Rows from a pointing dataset
----------------------------------------

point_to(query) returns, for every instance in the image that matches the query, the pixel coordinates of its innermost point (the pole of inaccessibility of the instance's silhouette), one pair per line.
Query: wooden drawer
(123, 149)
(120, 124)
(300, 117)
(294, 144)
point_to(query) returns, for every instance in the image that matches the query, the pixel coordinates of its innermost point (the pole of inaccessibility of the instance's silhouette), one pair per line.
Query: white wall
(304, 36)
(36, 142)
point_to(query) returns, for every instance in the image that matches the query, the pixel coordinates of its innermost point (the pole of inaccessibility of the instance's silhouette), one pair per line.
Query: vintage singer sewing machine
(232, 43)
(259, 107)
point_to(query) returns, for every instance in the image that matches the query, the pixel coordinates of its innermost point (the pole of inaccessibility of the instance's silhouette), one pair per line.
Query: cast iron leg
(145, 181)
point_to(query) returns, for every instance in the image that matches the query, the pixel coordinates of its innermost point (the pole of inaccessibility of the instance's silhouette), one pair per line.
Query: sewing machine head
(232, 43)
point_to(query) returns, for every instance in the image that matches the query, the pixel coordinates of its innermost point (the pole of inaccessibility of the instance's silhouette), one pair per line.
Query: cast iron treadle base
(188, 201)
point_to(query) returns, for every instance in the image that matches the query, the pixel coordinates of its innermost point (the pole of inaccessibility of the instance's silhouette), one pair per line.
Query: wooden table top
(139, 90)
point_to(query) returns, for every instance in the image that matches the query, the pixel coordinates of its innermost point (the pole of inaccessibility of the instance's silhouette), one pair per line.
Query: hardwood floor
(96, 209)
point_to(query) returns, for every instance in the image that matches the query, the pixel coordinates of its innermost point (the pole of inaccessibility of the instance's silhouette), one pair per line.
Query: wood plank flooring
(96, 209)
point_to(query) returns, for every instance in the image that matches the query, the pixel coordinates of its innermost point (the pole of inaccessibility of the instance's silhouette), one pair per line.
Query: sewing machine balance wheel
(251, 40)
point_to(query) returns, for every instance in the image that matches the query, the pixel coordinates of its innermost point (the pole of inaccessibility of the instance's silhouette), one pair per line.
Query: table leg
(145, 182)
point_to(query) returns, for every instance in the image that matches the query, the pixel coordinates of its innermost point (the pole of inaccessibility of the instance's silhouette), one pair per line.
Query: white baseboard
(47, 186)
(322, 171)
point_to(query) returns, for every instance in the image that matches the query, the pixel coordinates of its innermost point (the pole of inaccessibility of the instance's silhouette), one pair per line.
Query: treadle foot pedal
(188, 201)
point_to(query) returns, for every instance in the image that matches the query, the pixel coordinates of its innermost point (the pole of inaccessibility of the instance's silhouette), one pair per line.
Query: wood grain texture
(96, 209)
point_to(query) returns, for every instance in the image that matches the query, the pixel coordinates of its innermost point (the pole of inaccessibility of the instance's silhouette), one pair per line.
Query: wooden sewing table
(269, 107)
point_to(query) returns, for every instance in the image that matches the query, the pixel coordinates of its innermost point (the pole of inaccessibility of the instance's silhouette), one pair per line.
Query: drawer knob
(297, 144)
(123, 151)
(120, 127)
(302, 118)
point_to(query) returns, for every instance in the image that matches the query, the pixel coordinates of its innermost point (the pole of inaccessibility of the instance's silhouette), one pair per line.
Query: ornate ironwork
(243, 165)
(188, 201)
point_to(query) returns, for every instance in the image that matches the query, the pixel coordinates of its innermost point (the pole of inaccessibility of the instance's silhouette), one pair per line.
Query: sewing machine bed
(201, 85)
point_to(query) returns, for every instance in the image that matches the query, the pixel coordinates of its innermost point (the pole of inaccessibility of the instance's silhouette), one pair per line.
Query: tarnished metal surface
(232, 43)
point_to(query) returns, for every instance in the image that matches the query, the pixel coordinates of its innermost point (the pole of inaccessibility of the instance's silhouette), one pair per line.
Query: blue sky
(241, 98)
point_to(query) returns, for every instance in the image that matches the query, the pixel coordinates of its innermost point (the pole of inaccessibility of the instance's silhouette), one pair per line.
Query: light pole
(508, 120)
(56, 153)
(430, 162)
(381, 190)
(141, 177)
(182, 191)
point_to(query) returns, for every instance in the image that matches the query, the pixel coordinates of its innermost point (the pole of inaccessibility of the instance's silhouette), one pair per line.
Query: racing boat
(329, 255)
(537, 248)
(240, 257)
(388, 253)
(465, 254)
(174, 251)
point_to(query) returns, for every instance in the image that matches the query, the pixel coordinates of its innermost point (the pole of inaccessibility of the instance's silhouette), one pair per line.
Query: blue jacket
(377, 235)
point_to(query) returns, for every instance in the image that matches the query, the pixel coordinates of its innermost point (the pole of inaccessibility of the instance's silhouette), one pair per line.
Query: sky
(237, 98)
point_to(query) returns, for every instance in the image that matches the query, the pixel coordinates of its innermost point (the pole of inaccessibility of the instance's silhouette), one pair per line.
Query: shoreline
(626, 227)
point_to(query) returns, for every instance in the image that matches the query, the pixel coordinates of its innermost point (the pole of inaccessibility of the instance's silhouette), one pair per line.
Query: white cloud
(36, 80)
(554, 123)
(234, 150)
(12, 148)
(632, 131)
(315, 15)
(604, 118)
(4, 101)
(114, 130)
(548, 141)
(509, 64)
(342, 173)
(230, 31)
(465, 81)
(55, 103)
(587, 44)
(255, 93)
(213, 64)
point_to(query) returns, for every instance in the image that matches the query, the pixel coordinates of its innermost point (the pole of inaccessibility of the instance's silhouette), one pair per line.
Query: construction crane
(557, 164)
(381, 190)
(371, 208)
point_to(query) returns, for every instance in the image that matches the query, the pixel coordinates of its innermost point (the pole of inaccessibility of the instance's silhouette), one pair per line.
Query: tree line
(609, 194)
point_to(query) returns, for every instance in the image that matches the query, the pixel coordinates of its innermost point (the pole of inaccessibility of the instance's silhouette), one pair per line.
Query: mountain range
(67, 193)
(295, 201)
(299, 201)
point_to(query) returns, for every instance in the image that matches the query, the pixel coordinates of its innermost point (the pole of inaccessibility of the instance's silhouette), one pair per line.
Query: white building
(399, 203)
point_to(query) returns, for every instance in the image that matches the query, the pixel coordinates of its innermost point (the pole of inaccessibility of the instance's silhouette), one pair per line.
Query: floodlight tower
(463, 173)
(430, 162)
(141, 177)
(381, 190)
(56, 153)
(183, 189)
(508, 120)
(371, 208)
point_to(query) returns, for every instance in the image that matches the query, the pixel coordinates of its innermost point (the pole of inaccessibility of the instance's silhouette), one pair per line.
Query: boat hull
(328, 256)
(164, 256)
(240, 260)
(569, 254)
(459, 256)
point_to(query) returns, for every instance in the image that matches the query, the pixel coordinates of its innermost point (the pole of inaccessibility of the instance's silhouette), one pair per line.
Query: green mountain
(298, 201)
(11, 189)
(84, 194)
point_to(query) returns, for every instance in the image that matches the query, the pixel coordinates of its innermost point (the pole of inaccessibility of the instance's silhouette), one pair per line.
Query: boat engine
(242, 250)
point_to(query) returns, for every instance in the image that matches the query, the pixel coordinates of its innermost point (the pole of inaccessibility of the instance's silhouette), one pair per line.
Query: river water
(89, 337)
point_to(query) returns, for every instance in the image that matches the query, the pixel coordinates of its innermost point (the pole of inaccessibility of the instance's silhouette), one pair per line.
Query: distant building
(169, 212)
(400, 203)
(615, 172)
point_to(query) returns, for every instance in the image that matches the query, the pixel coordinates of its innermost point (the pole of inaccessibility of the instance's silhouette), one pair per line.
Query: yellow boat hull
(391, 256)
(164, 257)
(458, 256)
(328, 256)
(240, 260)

----------------------------------------

What do the records say? Quote them all exactly.

point_to(query) returns, for every instance in the image that matches the query, the pixel coordinates of its innermost point (the pole of inaccessibility of the instance's silhouette), one pair per line.
Query: wooden drawer
(123, 149)
(120, 124)
(300, 117)
(294, 144)
point_to(query) returns, for every instance in the image that matches the query, the pixel coordinates of its innermost point (the pole of inaccessibility of the instance's silhouette), one pair per line.
Query: white wall
(304, 36)
(36, 142)
point_to(query) returns, for every instance in the image that matches the query, the pixel coordinates of its innermost point (the pole of inaccessibility of the instance's silhouette), one pair per line.
Query: vintage singer sewing machine
(232, 43)
(259, 107)
point_to(query) returns, for every instance in the image that matches the query, the pixel coordinates of its innermost point (the pole of inaccessibility of the instance's silhouette), one pair per line.
Query: cast iron leg
(145, 181)
point_to(query) returns, for every instance in the image that matches the query, the pixel coordinates of its innermost point (the pole of inaccessibility of the instance's silhouette), one pair per line.
Query: sewing machine head
(232, 43)
point_to(query) returns, for every instance in the image that matches the query, the pixel coordinates of its innermost point (the pole of inaccessibility of the instance's silhouette), one pair per line.
Query: cast iron treadle base
(188, 201)
point_to(query) returns, for every instance in the image that matches the query, the pixel coordinates of its innermost point (the pole of inaccessibility of the instance's silhouette), one pair per line.
Query: wooden table top
(139, 90)
point_to(query) returns, for every instance in the image that matches the query, the pixel coordinates of its innermost point (the pole of inaccessibility of the instance's silhouette), one pair per line.
Query: hardwood floor
(96, 209)
point_to(query) returns, for every instance in the image that matches the query, the pixel coordinates of its innermost point (the pole of inaccessibility of the instance's silhouette), one pair per line.
Query: wood plank flooring
(96, 209)
point_to(query) returns, for every instance in the image that matches the query, the pixel coordinates of its innermost point (the pole of inaccessibility of the instance's silhouette), one pair per line.
Query: sewing machine balance wheel
(251, 40)
point_to(query) returns, for every instance in the image that matches the query, the pixel coordinates of its innermost point (the pole of inaccessibility of the instance's silhouette), one pair per line.
Query: table leg
(145, 182)
point_to(query) returns, for every instance in the image that matches the query, the pixel coordinates of its innermost point (the pole of inaccessibility of the instance's silhouette), one pair per line.
Query: white baseboard
(47, 186)
(322, 171)
point_to(query) returns, for every instance in the image that matches the query, the pixel coordinates of its innermost point (the pole of inaccessibility of the instance's silhouette), one pair per line.
Query: treadle foot pedal
(188, 201)
point_to(query) returns, for every instance in the image that matches the query, the pixel coordinates of its innermost point (the pole of inaccessibility of the instance's silhouette), one pair per line.
Query: wood grain texture
(96, 209)
point_to(query) returns, for every instance in the image that matches the query, the pixel coordinates of its innermost point (the pole of inaccessibility of the instance's silhouette), one pair per line.
Query: wooden sewing table
(269, 107)
point_to(query) returns, for every instance in the image that matches the query, the pixel coordinates of its innermost point (the pole of inaccessibility of the instance's silhouette), one pair per line.
Query: drawer knob
(297, 144)
(123, 151)
(120, 127)
(302, 118)
point_to(query) returns, for every instance in the image that matches the query, the pixel coordinates of its innermost point (the pole of inaccessibility of the instance's silhouette), one pair per line.
Query: ornate ironwork
(243, 165)
(188, 201)
point_to(query) returns, for every instance in the image that matches the query, the pixel coordinates of its innermost point (the pole of inaccessibility of the instance's silhouette), one pair per line.
Query: sewing machine bed
(201, 85)
point_to(query) returns, for every instance in the image that matches the query, the pixel coordinates of its innermost point (the pole of inaccessibility of the instance's silhouette), one pair per line.
Query: tarnished metal surface
(232, 43)
point_to(query) returns, for every instance in the image that matches the query, the pixel coordinates of its innermost point (the pole of inaccessibility of the instance's silhouette), one pair per line.
Query: blue sky
(241, 98)
point_to(query) returns, for every instance in the image that matches the query, the pixel coordinates of its innermost point (the pole of inaccessibility of the instance's silhouette), one pair per line.
Query: light pole
(508, 120)
(56, 153)
(430, 162)
(381, 190)
(141, 177)
(182, 191)
point_to(query) returns, for every instance in the image that matches the query, the pixel coordinates of its innermost point (the pole of inaccessibility of the instance's silhouette), one pair per line.
Query: racing boat
(329, 255)
(537, 248)
(240, 257)
(388, 253)
(465, 254)
(174, 251)
point_to(query) returns, for every instance in the image that matches the query, the pixel coordinates of its innermost point (the pole of inaccessibility of the instance's silhouette), one pair per line.
Query: blue jacket
(377, 235)
point_to(query) returns, for every instance in the image that matches the query, the pixel coordinates of its innermost point (the pole of inaccessibility of the instance's silhouette), one pair per line.
Query: sky
(237, 98)
point_to(query) returns, for every instance in the image that matches the query, the pixel coordinates of its innermost point (the pole of inaccessibility of the instance's silhouette), one pair per line.
Query: shoreline
(626, 227)
point_to(query) returns, for every instance in the image that matches the query, the pixel coordinates of its innermost point (the pole of inaccessibility of the instance's silhouette), one pair per line.
Query: white cloud
(36, 80)
(554, 123)
(234, 150)
(12, 148)
(632, 131)
(315, 15)
(604, 118)
(4, 101)
(114, 130)
(548, 141)
(509, 64)
(342, 173)
(230, 31)
(465, 81)
(55, 103)
(587, 44)
(255, 93)
(213, 64)
point_to(query) returns, for every instance in the image that matches the query, the pixel coordinates of its innermost point (the pole of inaccessibility of the instance's silhouette), one pair per line.
Query: construction crane
(557, 164)
(381, 190)
(371, 208)
point_to(query) returns, for every instance in the image that matches the query, the pixel coordinates of its innermost point (the pole of inaccessibility of the instance's silhouette), one pair per line.
Query: tree line
(609, 194)
point_to(query) returns, for every instance in the image that matches the query, the pixel coordinates of its innermost point (the pole of inaccessibility of the instance's silhouette), one pair per line.
Query: mountain range
(67, 193)
(295, 201)
(299, 201)
point_to(query) returns, for every instance in the image that matches the query, the pixel coordinates of its innermost point (the pole of inaccessibility of the instance's silhouette), one pair per line.
Query: white building
(399, 203)
point_to(query) returns, for every instance in the image that matches the query, the pixel coordinates of its innermost point (the pole of inaccessibility of the instance's silhouette), one pair per line.
Query: floodlight tower
(463, 173)
(430, 162)
(141, 177)
(381, 190)
(56, 153)
(183, 189)
(508, 120)
(371, 208)
point_to(query) returns, for every instance in the image that matches the query, the pixel coordinates of its innermost point (the pole of inaccessibility of the instance's silhouette), one pair per line.
Query: boat hull
(328, 256)
(164, 256)
(240, 260)
(569, 254)
(459, 256)
point_to(query) returns, for every instance in the image that matches the query, the pixel coordinates of its innermost point (the pole of inaccessibility of the instance's silhouette), one pair per line.
Query: green mountain
(298, 201)
(11, 189)
(84, 194)
point_to(query) returns, for every instance in the image that matches the query, the pixel coordinates of its innermost point (the pole of inaccessibility of the instance's silhouette), one pair per line.
Query: boat engine
(242, 250)
point_to(query) returns, for every instance in the image that matches the query, the pixel coordinates of its innermost point (the pole of inaccessibility of the instance's silhouette), one pair per line.
Query: river water
(89, 337)
point_to(query) returns, for every instance in the image that matches the query, the pixel coordinates of its innermost point (the pole of inaccessibility of the instance's silhouette), one pair per line.
Query: distant building
(169, 212)
(400, 203)
(615, 172)
point_to(query) returns, for every instance in the image that matches the query, the pixel coordinates of its innermost point (the pole of inaccessibility of the instance's silhouette), one pair per line.
Query: yellow boat hull
(391, 256)
(164, 257)
(458, 256)
(328, 256)
(240, 260)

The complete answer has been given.